▶ _WHAT TO DO_: Output exactly the lines that run from the line with "Label the reflection" to the end of the material, both ends included, and no other lines.

▶ _MATERIAL FOR THE TASK_:
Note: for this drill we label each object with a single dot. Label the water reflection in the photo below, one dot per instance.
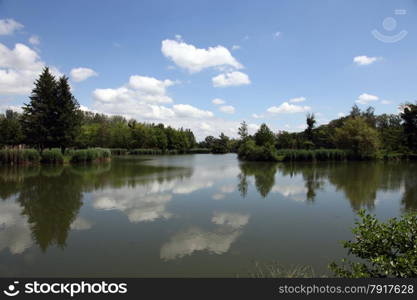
(217, 241)
(360, 182)
(180, 206)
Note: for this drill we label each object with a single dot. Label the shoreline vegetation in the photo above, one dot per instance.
(53, 121)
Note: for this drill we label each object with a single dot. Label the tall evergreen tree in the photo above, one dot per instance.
(51, 118)
(37, 115)
(68, 118)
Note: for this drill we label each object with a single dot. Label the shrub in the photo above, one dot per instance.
(52, 156)
(118, 151)
(387, 249)
(90, 155)
(146, 152)
(19, 156)
(199, 150)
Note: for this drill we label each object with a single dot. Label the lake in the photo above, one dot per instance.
(189, 215)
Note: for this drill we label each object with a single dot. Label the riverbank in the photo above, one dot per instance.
(52, 156)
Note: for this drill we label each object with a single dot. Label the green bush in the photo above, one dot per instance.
(119, 151)
(386, 249)
(19, 156)
(198, 150)
(52, 156)
(89, 155)
(146, 152)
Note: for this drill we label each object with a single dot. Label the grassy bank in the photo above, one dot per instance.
(52, 156)
(144, 151)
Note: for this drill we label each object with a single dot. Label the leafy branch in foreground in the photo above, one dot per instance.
(385, 249)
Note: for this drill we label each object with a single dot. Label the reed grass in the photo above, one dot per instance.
(19, 156)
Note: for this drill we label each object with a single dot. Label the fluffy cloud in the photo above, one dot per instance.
(34, 40)
(196, 59)
(365, 60)
(185, 110)
(297, 100)
(230, 79)
(19, 67)
(256, 116)
(9, 26)
(139, 91)
(287, 108)
(366, 98)
(218, 101)
(80, 74)
(228, 109)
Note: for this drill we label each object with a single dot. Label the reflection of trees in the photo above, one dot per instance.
(264, 174)
(409, 199)
(360, 181)
(51, 196)
(51, 204)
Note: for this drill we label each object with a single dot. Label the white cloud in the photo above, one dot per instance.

▶ _OUTPUT FOR THIS EXERCISE_:
Note: for this drill we label each object with a single dot. Label the reflection of trees in the photo above, one dot per instance.
(264, 174)
(409, 199)
(360, 181)
(51, 196)
(51, 204)
Note: for this drill we label each object with a single dot. Label the white cloud in the photo above, one dot per instance.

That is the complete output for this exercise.